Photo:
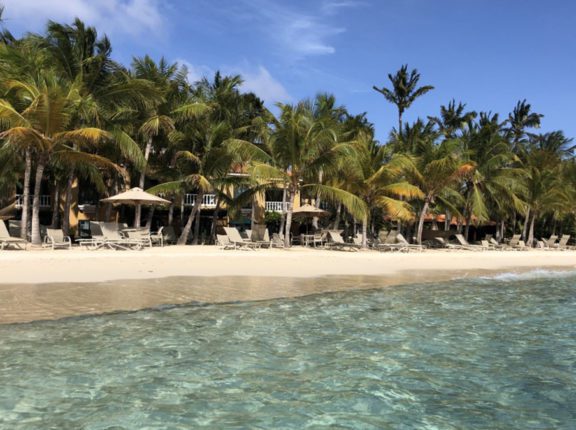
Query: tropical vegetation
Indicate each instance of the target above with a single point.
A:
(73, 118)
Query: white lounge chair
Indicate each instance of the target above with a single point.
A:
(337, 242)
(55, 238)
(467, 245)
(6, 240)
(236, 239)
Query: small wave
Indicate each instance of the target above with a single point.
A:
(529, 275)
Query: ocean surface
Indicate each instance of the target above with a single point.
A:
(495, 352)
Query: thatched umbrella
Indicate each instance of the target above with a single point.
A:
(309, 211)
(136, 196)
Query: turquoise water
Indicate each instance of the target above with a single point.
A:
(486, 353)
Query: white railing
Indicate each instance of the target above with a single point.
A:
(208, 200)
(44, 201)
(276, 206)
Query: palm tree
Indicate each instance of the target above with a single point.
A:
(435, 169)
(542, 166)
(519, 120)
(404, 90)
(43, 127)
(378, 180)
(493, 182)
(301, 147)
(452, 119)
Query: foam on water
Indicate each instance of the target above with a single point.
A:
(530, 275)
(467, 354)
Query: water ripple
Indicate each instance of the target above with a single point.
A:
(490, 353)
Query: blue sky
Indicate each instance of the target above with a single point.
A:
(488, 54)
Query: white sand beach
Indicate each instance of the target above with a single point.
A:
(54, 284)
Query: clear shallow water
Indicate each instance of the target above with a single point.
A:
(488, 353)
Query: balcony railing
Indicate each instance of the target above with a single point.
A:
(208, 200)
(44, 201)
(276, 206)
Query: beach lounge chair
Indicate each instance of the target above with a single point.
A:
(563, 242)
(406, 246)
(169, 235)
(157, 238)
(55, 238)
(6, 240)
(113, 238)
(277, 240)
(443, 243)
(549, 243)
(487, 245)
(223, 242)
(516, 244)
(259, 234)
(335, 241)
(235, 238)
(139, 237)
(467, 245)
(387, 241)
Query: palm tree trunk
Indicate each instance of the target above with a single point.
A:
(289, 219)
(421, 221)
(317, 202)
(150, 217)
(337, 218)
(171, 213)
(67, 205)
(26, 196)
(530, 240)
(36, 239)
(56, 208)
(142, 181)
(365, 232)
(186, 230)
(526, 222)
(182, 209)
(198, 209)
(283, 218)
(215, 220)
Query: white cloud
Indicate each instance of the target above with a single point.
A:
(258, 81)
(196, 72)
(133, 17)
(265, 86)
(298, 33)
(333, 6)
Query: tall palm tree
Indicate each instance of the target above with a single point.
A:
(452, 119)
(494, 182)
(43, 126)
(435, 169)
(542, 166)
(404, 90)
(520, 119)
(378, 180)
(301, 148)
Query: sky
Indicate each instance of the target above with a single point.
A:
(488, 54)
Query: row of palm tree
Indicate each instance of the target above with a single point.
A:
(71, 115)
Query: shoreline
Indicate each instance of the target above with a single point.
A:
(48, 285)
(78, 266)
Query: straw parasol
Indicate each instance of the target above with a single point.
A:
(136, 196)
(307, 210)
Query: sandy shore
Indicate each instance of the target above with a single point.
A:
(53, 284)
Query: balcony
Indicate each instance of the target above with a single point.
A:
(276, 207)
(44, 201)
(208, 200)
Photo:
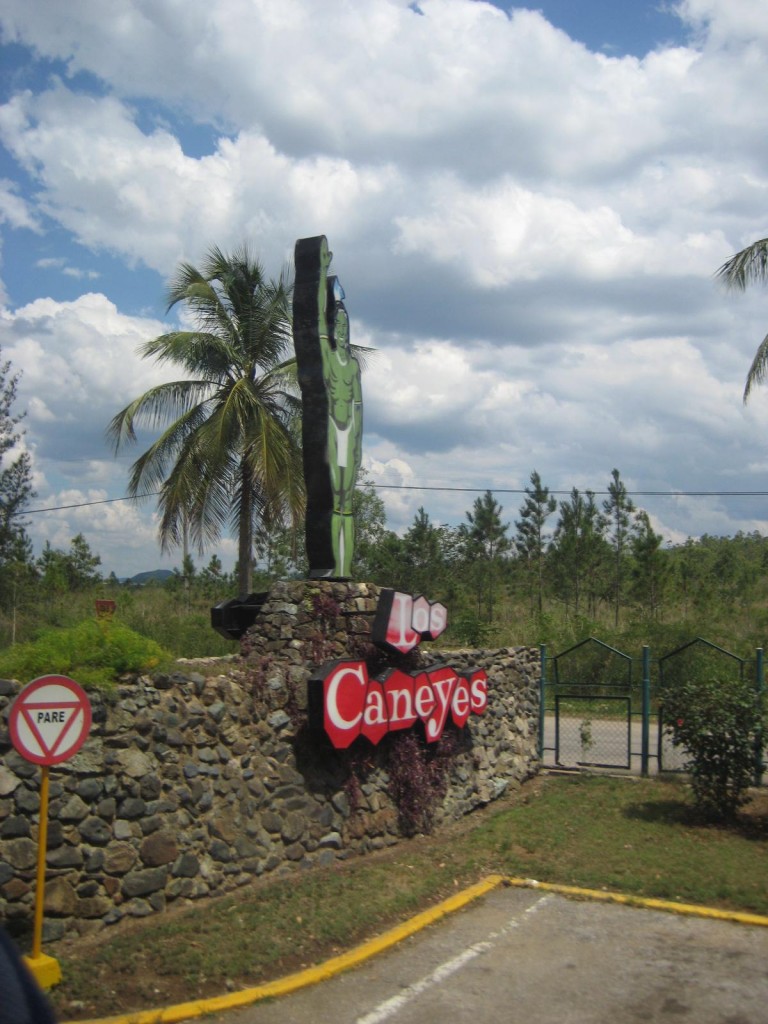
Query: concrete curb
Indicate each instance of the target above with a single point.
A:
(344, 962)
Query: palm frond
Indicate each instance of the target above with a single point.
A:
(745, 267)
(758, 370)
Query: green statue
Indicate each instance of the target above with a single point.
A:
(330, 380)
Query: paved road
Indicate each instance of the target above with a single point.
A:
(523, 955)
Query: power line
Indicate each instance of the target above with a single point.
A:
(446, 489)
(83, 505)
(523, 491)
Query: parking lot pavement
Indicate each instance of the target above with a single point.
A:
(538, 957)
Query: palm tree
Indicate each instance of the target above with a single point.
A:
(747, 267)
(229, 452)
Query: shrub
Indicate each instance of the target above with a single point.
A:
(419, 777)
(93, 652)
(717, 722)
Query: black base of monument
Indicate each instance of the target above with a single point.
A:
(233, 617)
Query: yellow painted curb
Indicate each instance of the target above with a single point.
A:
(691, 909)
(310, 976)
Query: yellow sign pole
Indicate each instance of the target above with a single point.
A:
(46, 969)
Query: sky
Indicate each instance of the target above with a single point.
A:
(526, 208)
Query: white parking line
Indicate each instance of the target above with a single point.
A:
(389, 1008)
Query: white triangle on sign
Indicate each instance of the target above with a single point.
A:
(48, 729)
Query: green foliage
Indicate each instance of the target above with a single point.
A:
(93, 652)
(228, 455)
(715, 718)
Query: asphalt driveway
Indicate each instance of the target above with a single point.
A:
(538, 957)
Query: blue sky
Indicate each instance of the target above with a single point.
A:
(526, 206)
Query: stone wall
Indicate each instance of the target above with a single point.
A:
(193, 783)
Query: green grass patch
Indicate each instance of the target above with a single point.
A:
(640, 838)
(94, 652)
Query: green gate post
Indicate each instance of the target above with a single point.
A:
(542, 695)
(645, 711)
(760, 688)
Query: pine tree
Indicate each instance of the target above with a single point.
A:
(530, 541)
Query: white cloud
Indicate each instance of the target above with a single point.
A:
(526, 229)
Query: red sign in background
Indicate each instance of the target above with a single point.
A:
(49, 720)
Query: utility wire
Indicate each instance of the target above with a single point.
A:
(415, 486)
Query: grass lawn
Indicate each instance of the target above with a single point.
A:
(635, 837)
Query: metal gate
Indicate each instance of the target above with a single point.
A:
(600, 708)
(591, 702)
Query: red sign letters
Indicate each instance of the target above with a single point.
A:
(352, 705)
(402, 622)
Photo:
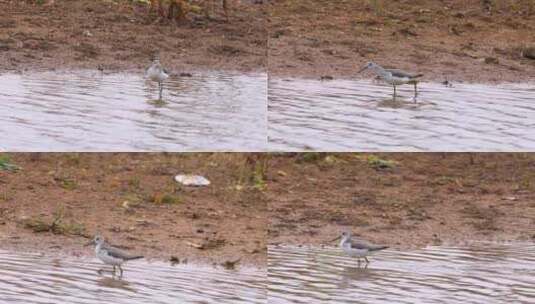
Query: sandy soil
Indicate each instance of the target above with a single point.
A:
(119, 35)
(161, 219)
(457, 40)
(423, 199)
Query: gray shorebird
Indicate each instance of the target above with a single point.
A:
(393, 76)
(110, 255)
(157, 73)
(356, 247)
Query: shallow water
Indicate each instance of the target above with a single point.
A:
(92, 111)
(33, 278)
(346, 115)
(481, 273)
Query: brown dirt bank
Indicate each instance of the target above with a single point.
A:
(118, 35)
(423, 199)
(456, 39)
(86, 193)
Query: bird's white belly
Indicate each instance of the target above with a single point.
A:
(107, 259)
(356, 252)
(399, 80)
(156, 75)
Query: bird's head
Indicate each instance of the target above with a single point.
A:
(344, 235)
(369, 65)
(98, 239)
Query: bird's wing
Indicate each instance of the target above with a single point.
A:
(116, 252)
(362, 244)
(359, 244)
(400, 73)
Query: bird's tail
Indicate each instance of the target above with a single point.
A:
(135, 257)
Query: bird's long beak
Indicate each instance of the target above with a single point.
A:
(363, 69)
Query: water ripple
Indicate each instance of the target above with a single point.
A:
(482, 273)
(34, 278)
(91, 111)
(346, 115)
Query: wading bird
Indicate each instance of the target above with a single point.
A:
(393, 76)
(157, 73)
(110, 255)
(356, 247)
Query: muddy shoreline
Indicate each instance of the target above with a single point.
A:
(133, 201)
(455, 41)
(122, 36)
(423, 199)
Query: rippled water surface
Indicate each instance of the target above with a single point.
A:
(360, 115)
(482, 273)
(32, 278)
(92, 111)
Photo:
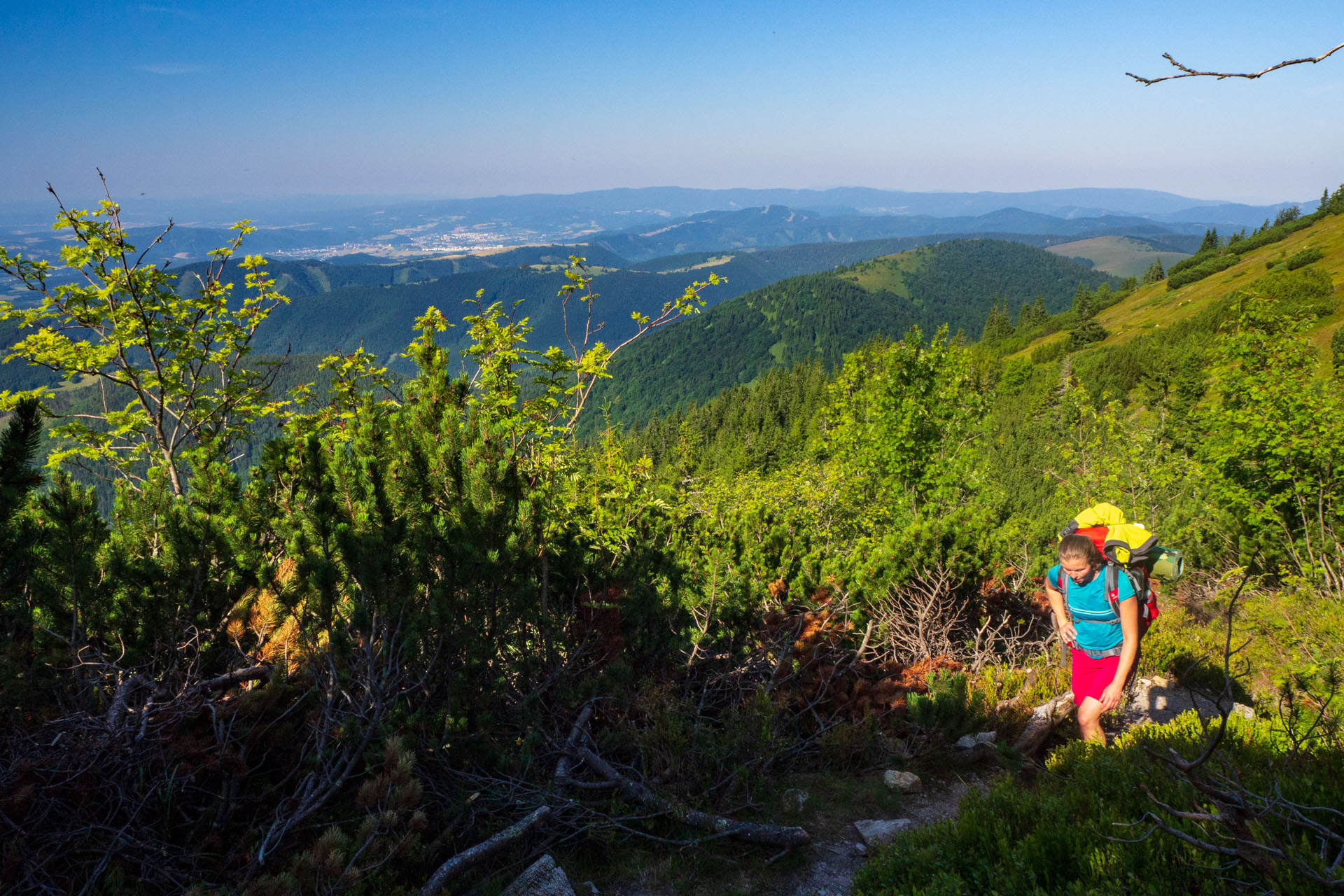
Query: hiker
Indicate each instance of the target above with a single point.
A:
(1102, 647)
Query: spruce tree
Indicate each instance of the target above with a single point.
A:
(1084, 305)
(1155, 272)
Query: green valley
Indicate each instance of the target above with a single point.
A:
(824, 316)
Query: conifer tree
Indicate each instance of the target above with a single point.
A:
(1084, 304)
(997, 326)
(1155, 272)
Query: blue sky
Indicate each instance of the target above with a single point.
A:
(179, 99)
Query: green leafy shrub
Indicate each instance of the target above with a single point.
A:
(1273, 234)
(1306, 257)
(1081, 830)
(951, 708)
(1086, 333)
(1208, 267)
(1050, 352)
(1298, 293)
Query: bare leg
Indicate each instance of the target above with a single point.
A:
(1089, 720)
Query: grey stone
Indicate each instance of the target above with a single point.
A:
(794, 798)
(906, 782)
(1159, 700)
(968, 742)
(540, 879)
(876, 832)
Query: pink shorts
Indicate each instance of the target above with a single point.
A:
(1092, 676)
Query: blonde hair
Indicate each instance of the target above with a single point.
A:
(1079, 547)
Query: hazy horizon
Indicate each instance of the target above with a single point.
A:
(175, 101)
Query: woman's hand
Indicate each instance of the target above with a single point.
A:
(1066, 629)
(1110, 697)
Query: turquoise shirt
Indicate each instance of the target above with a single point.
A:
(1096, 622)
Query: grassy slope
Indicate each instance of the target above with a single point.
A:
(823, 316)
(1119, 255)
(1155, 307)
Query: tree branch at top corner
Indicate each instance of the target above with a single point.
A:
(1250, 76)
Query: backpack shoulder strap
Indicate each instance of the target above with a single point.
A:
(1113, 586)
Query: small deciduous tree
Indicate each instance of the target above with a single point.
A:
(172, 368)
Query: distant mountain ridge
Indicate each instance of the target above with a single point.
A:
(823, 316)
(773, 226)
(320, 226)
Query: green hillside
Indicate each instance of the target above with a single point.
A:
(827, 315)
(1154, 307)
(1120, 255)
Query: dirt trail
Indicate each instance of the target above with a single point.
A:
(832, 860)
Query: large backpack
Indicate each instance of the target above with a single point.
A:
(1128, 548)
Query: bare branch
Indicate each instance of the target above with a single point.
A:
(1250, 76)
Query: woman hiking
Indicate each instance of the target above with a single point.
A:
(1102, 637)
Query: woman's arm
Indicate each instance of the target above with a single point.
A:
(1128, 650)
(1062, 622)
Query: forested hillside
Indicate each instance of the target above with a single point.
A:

## Aim of the exercise
Using the data above, count every line that contains the word "chair", then give the count and nothing more.

## Solution for this problem
2